_TEXTAUSZUG_:
-.-.-
Im Verhältnis der USA zu Kuba, das seit fast fünfzig Jahren in Feindseligkeit erstarrt ist, könnte es im April zum Anfang einer Entspannung kommen. Beim Gipfeltreffen der nord- und lateinamerikanischen Staaten, das am 17. April in Trinidad beginnt, wird von der US-Regierung ein Dialog-angebot an Kubas Präsident Raúl Castro erwartet. Barack Obama hatte schon als Wahlkämpfer in Florida, wo viele Exilkubaner leben, eine neue, pragmatischere Haltung gegenüber der 140 Kilometer entfernt gelegenen Insel angekündigt.

Inzwischen bezeichnete auch der einflussreiche republikanische Senator Richard Lugar das vor 47 Jahren erlassene Wirtschaftsembargo als unwirksam und kontraproduktiv. Ein Gesetz, das Erleichterungen für Besuchsreisen und Geldüberweisungen von Verwandten nach Kuba enthält, hat bereits das Repräsentantenhaus passiert und sollte, trotz einiger Widerstände, auch vom Senat genehmigt werden.
-.-.-
[Daten zur Koordinatenbeschriftung]
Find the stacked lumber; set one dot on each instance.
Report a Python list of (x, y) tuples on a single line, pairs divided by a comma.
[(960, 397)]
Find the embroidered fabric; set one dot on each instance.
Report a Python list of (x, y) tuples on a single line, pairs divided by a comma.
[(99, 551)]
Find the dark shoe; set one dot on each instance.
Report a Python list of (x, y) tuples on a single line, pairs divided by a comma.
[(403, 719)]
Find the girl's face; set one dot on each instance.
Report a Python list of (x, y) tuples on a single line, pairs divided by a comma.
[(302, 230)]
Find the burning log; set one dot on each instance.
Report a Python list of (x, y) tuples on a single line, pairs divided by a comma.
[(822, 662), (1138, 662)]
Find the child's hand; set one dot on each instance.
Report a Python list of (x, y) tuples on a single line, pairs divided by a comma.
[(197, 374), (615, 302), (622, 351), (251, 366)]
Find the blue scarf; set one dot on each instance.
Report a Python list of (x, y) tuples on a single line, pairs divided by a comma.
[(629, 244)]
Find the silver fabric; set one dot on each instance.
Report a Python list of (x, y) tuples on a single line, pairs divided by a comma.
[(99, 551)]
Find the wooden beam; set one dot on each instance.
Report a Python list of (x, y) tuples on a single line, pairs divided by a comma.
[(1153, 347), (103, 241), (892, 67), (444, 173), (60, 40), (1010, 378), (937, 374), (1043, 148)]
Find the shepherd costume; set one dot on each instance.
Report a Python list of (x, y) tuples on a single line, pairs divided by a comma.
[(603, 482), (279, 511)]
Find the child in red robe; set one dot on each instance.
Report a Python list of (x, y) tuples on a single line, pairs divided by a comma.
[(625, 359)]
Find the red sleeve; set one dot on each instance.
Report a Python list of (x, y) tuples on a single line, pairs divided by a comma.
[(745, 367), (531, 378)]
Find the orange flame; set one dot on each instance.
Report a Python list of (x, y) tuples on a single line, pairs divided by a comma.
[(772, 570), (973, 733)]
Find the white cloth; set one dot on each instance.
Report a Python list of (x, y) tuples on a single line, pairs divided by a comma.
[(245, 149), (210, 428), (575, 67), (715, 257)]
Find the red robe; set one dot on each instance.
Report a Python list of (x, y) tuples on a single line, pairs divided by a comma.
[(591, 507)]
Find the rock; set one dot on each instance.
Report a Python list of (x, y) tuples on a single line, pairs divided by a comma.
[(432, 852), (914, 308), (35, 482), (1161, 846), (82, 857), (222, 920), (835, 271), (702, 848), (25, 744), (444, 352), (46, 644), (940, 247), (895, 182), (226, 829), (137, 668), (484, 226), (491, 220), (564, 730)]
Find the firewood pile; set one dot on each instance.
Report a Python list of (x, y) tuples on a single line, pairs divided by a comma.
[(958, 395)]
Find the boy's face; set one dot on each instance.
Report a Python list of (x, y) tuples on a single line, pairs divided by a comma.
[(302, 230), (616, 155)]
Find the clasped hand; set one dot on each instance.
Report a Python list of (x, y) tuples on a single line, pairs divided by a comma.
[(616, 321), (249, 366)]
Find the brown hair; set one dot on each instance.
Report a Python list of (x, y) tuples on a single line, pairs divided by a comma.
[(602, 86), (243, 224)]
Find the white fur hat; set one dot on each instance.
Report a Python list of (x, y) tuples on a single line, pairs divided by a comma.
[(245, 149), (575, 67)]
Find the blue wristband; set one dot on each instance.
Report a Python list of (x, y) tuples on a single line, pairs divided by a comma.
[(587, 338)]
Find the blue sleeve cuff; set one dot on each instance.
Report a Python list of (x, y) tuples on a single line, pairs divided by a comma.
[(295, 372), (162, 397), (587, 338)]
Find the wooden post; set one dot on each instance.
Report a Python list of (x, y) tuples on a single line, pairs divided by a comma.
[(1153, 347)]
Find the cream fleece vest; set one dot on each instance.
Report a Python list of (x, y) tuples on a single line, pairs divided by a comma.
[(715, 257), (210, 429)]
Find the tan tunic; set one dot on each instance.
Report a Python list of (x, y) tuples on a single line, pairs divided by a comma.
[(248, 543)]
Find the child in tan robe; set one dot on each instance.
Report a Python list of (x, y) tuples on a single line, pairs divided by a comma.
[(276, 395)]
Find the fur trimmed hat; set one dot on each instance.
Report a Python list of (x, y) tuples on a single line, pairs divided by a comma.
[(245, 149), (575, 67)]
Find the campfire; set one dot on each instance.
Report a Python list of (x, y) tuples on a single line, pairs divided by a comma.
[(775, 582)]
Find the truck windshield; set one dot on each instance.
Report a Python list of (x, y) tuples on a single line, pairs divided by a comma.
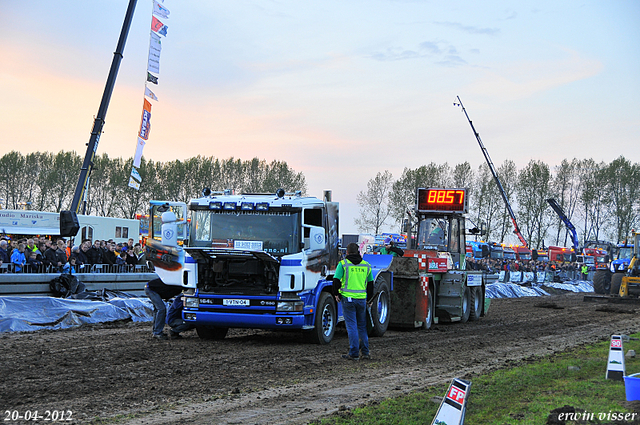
[(625, 252), (274, 232), (432, 234)]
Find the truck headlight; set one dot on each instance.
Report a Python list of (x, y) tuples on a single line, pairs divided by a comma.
[(290, 306), (191, 302)]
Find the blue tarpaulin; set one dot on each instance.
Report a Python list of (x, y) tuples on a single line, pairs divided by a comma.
[(514, 290), (19, 314)]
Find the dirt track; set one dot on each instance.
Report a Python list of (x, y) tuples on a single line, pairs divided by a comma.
[(262, 377)]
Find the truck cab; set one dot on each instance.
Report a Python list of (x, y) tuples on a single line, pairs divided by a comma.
[(251, 261)]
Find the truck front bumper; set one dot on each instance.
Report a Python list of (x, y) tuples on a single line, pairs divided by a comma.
[(240, 320)]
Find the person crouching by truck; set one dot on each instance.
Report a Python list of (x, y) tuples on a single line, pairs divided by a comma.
[(158, 292), (175, 320)]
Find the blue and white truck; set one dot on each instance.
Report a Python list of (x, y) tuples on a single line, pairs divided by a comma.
[(257, 261), (267, 261)]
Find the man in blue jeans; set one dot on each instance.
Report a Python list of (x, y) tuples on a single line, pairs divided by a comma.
[(174, 319), (158, 291), (353, 284)]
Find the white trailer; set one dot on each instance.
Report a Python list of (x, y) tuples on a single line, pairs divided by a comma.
[(43, 223)]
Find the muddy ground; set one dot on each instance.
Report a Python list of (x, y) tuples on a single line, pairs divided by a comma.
[(260, 377)]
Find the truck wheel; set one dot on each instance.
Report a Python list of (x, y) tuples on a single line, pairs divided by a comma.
[(476, 302), (602, 282), (380, 309), (211, 332), (428, 321), (616, 281), (325, 322), (466, 305)]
-.-.-
_AUFGABEN_:
1. Schreib die Einträge von der Zeile mit „Find the muddy“ bis einschließlich zum Ende der Einträge Zeile für Zeile vollständig ab. Erhöhe dabei jede Zahl in den Koordinaten um 134.
2. Führe den Text über das Verhältnis zwischen den USA und Kuba nach seinem letzten Satz weiter.
Der Text und die Einträge haben nichts miteinander zu tun.

_LÖSUNGEN_:
1.
Find the muddy ground; set one dot on each instance.
Report a Python list of (x, y) tuples on a single line, pairs divided by a comma.
[(394, 511)]
Find the truck wheel; set one dot on each instance.
Report a Python list of (x, y) tuples on a single line, pairs divided by a comma.
[(610, 436), (736, 416), (514, 443), (345, 466), (562, 455), (750, 415), (459, 456), (600, 439)]

2.
In diese Entwicklung platzte vorige Woche Raúl Castros Ankündigung, dass er sich von mehreren Mitgliedern seiner Regierung trennt. Ihre Nachfolger holte sich Kubas Langzeit-Verteidigungsminister zum Teil aus dem Militär. Weil sich unter den Gefeuerten mit Außenminister Felipe Pérez Roque (44) und Vizepräsident Carlos Lage (57) zwei politische Schwergewichte aus der Ära Fidel Castro befanden, wurde gleich ein Bruderzwist vermutet.

Doch dann meldete sich der 82-jährige Fidel, der seit Juli 2006 schwerkrank ist und deshalb die Macht vor einem Jahr auch formell an den fünf Jahre jüngeren Bruder Raúl abgegeben hat, selbst zu Wort. Der "Honig der Macht" habe in ihnen "Ambitionen geweckt, die sie dazu brachten, eine unwürdige Rolle einzunehmen" , kritisierte Fidel die Abgesetzten. Und: "Der äußere Feind hat sich in Bezug auf sie falsche Hoffnungen gemacht."

Dieser Satz passt kaum zu den Sofortanalysen von Kuba-Beobachtern, die nun erklärten, Funktionäre wie Lage seien wegen der Begünstigung von Familienangehörigen abgesetzt worden. Sowohl Lage als auch Pérez Roque haben sich seit Jahren für Wirtschaftsreformen eingesetzt und waren in Europa und Lateinamerika geschätzte Gesprächspartner. Kubas Führung, die bisher dem gemeinsamen Feind USA gegenüberstand, scheint zu fürchten, auseinanderdividiert zu werden. US- und EU-Politiker könnten versucht sein, die kubanischen Gesprächspartner selbst auswählen zu wollen.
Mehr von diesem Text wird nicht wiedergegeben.